PROBLEM REQUIREMENTS:
Which lines in the entries contain the word "step"? List every one of them in full.

DATA PROVIDED:
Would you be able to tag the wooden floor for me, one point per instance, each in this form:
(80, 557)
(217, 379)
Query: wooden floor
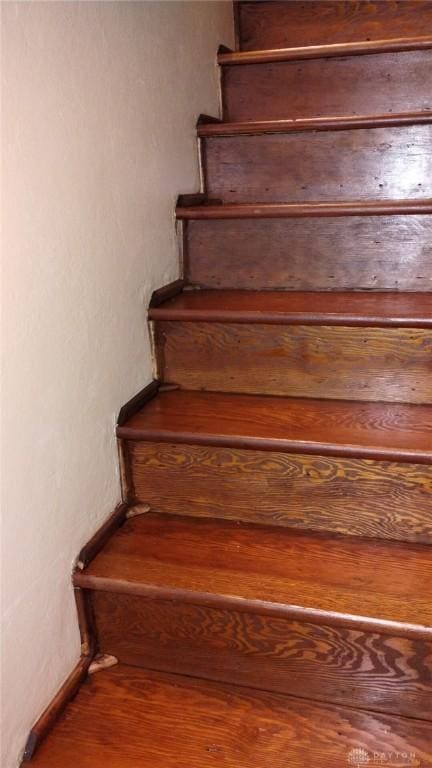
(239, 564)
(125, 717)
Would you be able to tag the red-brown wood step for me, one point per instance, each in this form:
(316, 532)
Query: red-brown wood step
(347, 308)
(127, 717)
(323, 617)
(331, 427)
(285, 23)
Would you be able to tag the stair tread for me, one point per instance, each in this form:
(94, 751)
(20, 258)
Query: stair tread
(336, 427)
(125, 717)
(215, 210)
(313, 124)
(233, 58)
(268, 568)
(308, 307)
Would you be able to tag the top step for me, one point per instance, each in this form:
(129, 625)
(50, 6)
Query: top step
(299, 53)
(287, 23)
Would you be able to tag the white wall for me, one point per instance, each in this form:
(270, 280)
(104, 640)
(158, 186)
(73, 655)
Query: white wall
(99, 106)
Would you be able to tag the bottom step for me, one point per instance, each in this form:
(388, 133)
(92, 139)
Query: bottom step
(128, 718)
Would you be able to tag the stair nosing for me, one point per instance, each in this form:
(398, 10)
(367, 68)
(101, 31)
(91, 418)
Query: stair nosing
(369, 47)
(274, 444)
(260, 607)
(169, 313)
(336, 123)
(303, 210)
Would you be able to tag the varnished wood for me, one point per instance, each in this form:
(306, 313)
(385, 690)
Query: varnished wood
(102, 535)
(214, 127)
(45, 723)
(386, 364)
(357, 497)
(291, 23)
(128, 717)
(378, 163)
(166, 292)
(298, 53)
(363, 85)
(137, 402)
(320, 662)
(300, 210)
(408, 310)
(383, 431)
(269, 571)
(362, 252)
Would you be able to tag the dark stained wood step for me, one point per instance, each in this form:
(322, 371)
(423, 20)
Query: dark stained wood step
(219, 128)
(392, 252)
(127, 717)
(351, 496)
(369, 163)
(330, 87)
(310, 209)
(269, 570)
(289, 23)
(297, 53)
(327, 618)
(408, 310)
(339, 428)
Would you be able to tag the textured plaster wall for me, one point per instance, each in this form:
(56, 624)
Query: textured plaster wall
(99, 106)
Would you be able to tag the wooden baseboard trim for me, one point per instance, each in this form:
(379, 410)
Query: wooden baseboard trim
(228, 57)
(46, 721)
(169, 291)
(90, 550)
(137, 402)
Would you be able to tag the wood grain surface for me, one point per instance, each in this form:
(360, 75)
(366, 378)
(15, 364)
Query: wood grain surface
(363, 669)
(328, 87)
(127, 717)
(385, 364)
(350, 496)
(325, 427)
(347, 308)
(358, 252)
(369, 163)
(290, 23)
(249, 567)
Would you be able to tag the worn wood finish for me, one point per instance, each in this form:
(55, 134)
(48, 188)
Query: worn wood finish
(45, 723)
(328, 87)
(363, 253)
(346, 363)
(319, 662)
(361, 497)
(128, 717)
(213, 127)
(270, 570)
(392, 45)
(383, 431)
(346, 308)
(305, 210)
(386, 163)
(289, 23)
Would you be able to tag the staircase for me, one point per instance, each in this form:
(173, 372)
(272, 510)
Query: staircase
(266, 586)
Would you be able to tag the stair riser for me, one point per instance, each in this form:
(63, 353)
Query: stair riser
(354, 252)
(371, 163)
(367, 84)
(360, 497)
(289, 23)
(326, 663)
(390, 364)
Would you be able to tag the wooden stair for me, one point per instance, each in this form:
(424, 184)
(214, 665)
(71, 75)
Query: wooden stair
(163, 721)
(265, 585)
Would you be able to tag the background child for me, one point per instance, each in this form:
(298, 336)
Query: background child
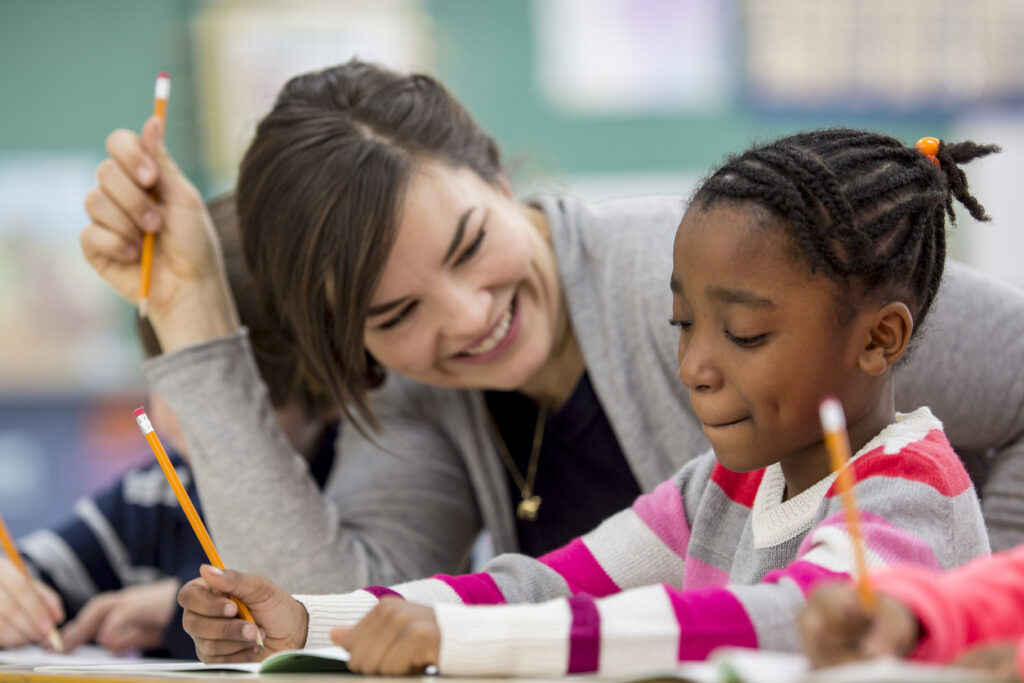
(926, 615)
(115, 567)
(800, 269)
...
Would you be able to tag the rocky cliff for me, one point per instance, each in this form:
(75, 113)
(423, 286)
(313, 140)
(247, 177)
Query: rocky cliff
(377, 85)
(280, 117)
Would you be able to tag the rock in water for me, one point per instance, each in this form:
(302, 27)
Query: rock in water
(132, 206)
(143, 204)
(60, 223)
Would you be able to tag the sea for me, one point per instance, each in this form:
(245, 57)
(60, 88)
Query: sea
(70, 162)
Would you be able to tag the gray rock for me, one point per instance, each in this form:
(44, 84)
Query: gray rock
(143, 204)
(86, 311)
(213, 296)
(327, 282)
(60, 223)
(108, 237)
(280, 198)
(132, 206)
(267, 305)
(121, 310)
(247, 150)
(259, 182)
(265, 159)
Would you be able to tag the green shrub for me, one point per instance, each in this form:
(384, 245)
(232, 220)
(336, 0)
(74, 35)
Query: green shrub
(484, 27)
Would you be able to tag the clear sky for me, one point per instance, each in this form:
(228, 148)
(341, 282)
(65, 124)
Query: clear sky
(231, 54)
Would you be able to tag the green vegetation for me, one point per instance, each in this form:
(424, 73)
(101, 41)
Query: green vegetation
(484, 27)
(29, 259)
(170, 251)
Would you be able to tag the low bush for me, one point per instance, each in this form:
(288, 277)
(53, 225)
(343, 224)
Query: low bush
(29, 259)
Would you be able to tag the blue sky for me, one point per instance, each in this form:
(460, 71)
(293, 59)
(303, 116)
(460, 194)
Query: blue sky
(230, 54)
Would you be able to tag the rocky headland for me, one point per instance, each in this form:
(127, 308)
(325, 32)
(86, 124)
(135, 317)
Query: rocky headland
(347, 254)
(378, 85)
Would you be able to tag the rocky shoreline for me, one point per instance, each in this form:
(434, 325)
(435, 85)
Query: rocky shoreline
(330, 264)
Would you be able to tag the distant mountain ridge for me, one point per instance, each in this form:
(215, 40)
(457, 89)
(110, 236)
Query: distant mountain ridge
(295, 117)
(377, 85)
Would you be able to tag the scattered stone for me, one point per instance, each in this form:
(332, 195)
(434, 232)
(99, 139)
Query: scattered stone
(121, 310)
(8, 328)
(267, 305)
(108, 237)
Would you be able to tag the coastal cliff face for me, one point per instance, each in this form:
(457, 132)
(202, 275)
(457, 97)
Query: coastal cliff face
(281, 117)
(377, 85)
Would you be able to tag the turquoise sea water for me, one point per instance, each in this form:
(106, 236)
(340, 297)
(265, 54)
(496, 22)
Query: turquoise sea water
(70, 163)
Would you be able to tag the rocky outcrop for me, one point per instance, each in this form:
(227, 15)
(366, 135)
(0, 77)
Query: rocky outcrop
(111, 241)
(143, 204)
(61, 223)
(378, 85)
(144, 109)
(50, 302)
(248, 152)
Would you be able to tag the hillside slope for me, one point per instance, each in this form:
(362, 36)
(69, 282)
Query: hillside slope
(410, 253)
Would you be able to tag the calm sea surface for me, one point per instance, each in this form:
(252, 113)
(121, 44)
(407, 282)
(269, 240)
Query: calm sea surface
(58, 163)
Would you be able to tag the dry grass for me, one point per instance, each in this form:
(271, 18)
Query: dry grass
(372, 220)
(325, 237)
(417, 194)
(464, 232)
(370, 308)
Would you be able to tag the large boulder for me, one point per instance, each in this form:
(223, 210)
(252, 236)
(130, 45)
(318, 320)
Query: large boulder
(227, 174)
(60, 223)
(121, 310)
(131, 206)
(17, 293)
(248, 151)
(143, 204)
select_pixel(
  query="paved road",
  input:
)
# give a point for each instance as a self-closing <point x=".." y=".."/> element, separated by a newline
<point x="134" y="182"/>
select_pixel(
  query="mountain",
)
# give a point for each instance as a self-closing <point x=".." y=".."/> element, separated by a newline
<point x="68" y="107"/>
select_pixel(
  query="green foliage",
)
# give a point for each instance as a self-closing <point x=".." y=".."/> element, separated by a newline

EXERCISE SOLUTION:
Would you be able to tag the red-brown wood step for me, one point per instance, each in this form:
Query: red-brown wood step
Would you be able to tag the top step for me, one point per instance, each in this form:
Query: top step
Would you be able to tag the bottom step for me, one point per instance, each in this form:
Query: bottom step
Would you be able to tag the dark stained wood step for me, one point per instance, each in this form:
Query: dark stained wood step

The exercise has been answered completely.